/---
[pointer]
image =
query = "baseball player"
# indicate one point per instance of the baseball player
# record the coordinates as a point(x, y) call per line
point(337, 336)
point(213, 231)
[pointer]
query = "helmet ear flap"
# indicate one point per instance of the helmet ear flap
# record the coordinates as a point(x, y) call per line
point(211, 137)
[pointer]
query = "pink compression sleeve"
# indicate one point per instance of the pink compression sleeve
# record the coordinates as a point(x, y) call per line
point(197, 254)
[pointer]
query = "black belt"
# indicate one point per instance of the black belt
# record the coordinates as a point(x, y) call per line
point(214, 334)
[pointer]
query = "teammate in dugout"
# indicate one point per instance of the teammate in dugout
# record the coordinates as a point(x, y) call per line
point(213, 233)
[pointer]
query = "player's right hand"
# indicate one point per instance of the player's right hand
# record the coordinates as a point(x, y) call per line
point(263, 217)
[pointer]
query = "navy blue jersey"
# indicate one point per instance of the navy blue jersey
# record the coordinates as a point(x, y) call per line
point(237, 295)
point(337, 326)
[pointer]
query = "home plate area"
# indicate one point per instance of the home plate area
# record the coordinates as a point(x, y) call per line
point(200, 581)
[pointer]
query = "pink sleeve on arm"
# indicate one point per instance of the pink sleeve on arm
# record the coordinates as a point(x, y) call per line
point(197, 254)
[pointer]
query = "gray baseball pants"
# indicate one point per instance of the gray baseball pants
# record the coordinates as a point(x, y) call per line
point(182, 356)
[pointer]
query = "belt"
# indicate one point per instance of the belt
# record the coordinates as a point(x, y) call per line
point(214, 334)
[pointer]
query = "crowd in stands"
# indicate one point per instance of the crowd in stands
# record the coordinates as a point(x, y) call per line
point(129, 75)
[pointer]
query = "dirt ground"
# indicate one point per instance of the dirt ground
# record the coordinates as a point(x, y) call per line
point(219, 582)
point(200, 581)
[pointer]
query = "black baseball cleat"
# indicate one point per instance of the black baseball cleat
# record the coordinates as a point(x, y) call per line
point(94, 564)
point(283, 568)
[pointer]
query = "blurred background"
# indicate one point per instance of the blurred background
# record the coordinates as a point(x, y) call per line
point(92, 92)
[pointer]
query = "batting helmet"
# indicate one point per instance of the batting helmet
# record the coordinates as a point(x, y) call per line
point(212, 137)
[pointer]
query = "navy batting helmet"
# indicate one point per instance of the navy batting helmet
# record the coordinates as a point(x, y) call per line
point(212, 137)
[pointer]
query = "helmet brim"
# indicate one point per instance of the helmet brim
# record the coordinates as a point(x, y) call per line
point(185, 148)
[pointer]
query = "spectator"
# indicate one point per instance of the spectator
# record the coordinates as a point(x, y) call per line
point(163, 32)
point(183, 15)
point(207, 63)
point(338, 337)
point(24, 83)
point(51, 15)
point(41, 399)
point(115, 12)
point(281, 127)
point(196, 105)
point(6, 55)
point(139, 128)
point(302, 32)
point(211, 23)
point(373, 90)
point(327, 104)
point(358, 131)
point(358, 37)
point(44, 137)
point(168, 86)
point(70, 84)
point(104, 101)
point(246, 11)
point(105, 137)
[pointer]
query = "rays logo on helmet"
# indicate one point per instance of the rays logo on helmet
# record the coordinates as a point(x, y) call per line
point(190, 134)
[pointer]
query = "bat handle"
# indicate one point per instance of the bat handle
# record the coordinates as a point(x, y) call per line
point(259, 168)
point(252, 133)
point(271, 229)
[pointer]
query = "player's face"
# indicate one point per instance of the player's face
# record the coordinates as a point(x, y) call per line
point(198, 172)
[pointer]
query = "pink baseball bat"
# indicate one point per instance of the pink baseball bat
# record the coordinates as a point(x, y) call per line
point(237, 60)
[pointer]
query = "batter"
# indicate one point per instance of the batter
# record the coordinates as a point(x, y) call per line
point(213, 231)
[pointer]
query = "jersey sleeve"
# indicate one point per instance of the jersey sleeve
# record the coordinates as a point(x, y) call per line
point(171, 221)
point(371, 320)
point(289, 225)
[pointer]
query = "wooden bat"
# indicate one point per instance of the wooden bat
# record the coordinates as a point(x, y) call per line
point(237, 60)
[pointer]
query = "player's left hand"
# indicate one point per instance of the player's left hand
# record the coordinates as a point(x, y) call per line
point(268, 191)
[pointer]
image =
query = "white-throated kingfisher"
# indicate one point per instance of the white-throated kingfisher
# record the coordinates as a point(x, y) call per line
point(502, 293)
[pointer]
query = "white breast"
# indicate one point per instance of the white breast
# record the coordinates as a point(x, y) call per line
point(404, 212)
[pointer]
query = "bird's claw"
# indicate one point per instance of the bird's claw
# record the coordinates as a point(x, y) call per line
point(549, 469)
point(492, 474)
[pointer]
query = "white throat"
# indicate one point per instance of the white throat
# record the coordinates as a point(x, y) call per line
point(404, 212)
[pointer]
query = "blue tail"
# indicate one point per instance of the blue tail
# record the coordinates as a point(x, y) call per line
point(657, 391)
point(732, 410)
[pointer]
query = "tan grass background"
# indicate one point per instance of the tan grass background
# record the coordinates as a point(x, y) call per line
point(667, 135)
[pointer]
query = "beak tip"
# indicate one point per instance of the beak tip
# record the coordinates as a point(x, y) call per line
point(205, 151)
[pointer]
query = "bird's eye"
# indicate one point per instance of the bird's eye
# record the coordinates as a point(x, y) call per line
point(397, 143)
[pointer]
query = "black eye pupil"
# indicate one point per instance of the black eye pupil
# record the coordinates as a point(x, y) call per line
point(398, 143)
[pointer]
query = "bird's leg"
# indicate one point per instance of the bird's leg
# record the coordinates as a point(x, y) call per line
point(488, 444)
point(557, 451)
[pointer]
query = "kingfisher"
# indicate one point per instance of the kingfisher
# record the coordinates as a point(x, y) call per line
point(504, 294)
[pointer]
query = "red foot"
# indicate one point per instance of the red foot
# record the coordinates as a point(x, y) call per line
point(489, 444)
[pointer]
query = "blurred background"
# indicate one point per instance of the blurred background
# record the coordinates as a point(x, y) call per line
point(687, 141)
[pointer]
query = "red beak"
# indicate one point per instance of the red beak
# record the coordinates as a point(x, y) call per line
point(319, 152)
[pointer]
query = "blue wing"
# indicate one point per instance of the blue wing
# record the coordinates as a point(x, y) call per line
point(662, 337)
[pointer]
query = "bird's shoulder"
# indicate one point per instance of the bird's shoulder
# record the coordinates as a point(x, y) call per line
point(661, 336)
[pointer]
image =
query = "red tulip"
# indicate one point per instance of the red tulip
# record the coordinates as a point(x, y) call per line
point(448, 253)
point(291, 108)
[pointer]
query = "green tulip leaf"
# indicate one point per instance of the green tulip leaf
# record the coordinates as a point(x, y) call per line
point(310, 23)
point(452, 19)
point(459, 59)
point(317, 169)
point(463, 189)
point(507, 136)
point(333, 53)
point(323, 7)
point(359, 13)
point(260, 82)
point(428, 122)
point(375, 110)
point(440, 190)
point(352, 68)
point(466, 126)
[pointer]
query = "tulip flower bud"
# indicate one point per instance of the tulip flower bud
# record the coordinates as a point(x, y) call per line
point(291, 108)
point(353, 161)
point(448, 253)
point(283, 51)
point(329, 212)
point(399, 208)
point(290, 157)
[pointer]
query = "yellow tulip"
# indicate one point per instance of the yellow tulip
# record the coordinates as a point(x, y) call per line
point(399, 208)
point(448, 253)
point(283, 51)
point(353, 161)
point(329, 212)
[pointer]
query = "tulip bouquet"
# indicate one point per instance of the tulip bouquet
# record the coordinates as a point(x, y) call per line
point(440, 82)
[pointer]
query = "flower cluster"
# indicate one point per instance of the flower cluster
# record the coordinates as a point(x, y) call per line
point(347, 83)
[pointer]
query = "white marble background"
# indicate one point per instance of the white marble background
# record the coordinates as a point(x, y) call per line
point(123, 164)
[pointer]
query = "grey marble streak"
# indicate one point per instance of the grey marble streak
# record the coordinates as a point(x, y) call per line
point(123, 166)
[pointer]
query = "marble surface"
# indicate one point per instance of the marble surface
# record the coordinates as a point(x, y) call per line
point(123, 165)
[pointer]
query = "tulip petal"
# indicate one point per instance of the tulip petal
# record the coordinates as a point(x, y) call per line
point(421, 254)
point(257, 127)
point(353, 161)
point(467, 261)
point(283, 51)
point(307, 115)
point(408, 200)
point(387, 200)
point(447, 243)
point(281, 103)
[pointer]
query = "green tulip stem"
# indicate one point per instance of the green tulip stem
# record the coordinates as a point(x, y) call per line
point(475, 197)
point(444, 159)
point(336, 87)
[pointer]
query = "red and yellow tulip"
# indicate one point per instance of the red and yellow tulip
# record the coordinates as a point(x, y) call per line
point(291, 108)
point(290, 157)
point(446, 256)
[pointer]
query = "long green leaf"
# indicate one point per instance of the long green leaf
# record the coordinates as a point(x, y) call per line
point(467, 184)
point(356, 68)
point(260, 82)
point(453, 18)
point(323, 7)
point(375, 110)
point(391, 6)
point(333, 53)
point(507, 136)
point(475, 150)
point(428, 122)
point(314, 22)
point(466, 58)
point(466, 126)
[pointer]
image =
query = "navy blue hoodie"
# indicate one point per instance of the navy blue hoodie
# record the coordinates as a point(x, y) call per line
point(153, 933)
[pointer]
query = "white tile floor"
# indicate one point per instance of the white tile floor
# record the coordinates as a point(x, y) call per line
\---
▶ **TASK DIRECTIONS**
Within the material, how many lines hold the word "blue"? Only the number is needed.

▶ **RESPONSE**
8